[Extract to read]

P497 Surgery and hospitalization in inflammatory bowel disease - what has changed in the last 25 years? - Overview of clinical practice in a tertiary referral center
P. Sousa*1, P. Santos1, S. Fernandes1, C. Moura1, C. Baldaia1, A. Gonçalves1, P. Moura Santos1, N. Fatela1, A. Valente1, F. Serejo1, J. Malaquias2, L. Correia1, J. Velosa1
1Centro Hospitalar Lisboa Norte, Gastrenterology, Lisbon, Portugal, 2Centro Hospitalar Lisboa Norte, Surgery, Lisbon, Portugal
Crohn's Disease (CD) and Ulcerative Colitis (UC) are subtypes of Inflammatory Bowel Disease (IBD) often requiring both medical and surgical management. Anti-TNF drugs have represented a major breakthrough in the medical treatment of moderate to severe UC and CD. More than half of IBD patients will require surgery during their lifetime. Therefore, both hospitalization and surgery are important outcomes and major drivers of healthcare costs in these patients.

[Assignment A]
List every abbreviation that the abstract on surgery and hospitalization in inflammatory bowel disease spells out in full, giving each with its expansion.
[Assignment B]
Extend the abstract on surgery and hospitalization in inflammatory bowel disease with a few more sentences, starting after its last one.

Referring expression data
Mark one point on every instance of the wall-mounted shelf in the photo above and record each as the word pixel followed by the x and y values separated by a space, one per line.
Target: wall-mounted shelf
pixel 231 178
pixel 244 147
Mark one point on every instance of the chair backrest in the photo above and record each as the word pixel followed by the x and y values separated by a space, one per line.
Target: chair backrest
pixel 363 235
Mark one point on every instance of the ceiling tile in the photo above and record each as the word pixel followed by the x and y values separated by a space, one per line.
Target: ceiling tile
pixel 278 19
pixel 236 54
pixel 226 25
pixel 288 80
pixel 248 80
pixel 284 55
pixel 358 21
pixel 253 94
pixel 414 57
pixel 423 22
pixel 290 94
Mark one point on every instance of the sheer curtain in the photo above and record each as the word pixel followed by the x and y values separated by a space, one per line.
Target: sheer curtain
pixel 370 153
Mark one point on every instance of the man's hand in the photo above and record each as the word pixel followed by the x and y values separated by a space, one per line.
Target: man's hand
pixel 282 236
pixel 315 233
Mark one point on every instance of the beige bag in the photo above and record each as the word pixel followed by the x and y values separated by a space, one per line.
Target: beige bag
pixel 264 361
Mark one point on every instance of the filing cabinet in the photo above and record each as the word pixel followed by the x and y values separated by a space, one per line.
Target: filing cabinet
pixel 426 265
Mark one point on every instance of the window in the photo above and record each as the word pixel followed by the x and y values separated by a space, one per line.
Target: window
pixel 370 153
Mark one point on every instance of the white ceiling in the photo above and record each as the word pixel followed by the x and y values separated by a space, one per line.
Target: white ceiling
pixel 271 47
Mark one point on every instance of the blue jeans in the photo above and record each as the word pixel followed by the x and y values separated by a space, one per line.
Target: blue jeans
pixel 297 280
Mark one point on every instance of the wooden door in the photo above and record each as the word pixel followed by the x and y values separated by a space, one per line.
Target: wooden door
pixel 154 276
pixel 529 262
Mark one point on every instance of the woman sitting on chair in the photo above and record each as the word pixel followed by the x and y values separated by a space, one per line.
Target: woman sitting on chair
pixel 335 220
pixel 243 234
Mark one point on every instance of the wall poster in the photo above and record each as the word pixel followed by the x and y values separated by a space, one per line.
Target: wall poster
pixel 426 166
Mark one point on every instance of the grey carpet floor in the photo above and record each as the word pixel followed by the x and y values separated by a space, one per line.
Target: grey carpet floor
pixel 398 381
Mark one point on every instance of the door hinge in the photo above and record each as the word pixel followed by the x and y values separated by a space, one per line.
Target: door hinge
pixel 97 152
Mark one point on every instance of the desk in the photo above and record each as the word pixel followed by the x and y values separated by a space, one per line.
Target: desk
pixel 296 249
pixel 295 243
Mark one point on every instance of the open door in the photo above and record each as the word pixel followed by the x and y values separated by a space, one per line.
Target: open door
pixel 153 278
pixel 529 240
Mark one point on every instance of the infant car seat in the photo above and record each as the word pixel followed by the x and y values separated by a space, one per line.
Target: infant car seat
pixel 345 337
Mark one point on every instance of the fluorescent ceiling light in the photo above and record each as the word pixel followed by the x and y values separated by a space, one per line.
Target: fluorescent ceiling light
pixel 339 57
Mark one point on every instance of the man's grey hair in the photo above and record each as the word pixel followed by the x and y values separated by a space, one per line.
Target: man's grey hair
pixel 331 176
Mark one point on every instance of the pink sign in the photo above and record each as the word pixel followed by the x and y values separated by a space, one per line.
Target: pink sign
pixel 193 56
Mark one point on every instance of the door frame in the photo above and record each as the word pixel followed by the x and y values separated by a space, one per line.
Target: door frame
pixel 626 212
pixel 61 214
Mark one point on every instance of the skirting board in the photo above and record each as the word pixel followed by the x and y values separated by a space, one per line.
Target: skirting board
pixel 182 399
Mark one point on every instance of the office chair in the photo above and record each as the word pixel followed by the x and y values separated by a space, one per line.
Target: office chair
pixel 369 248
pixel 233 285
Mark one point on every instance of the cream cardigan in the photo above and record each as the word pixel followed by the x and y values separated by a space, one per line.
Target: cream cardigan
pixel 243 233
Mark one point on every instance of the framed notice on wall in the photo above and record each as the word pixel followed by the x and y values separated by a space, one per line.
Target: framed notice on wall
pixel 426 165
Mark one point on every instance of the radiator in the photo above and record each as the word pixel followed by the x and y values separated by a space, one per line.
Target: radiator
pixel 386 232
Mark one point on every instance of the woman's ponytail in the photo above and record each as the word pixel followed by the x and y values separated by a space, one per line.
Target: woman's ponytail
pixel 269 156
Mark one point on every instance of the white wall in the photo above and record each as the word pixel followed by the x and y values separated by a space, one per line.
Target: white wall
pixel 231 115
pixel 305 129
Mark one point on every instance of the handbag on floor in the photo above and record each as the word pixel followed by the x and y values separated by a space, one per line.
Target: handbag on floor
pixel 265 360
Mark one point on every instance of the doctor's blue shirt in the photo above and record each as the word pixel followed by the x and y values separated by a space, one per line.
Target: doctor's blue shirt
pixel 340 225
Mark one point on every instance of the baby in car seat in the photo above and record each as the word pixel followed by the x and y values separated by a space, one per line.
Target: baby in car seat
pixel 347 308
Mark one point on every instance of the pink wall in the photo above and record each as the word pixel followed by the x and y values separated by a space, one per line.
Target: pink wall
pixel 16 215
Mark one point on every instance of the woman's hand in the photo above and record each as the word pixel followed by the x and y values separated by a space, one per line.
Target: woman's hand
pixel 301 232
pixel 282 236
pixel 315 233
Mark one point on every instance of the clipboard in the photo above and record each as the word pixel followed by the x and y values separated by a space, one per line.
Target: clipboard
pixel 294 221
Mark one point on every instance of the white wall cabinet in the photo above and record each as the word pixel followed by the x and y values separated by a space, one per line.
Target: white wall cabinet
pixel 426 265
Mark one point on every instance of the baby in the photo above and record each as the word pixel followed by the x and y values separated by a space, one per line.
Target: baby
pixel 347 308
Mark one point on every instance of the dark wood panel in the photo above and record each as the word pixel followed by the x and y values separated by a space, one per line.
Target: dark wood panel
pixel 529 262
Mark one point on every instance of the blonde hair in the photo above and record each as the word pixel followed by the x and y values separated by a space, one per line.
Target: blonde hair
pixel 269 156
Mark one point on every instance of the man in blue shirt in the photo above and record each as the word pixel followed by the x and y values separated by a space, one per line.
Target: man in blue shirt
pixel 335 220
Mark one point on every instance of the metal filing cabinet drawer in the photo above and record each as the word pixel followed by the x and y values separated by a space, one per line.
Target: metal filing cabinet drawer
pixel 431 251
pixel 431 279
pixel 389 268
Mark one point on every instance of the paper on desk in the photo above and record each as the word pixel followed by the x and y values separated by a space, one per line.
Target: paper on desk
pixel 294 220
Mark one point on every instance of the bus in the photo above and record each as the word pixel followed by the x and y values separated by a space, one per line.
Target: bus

[Response box A]
CD: Crohn's Disease
UC: Ulcerative Colitis
IBD: Inflammatory Bowel Disease

[Response box B]
Our aim was to evaluate the changes in number and length of hospitalizations and surgical procedures in IBD patients after the introduction of anti-TNF therapy in 2005.
Retrospective study of patients with CD and UC followed in a tertiary referral center over a period of 25 years (July 1989- October 2014). Patients were divided into two cohorts: patients admitted to hospitalization before 2005 (A) and after 2005 (B). Endpoints included number and length of hospitalizations and surgeries. Statistical analysis was performed with SPSS v 20.0 IBM statistics.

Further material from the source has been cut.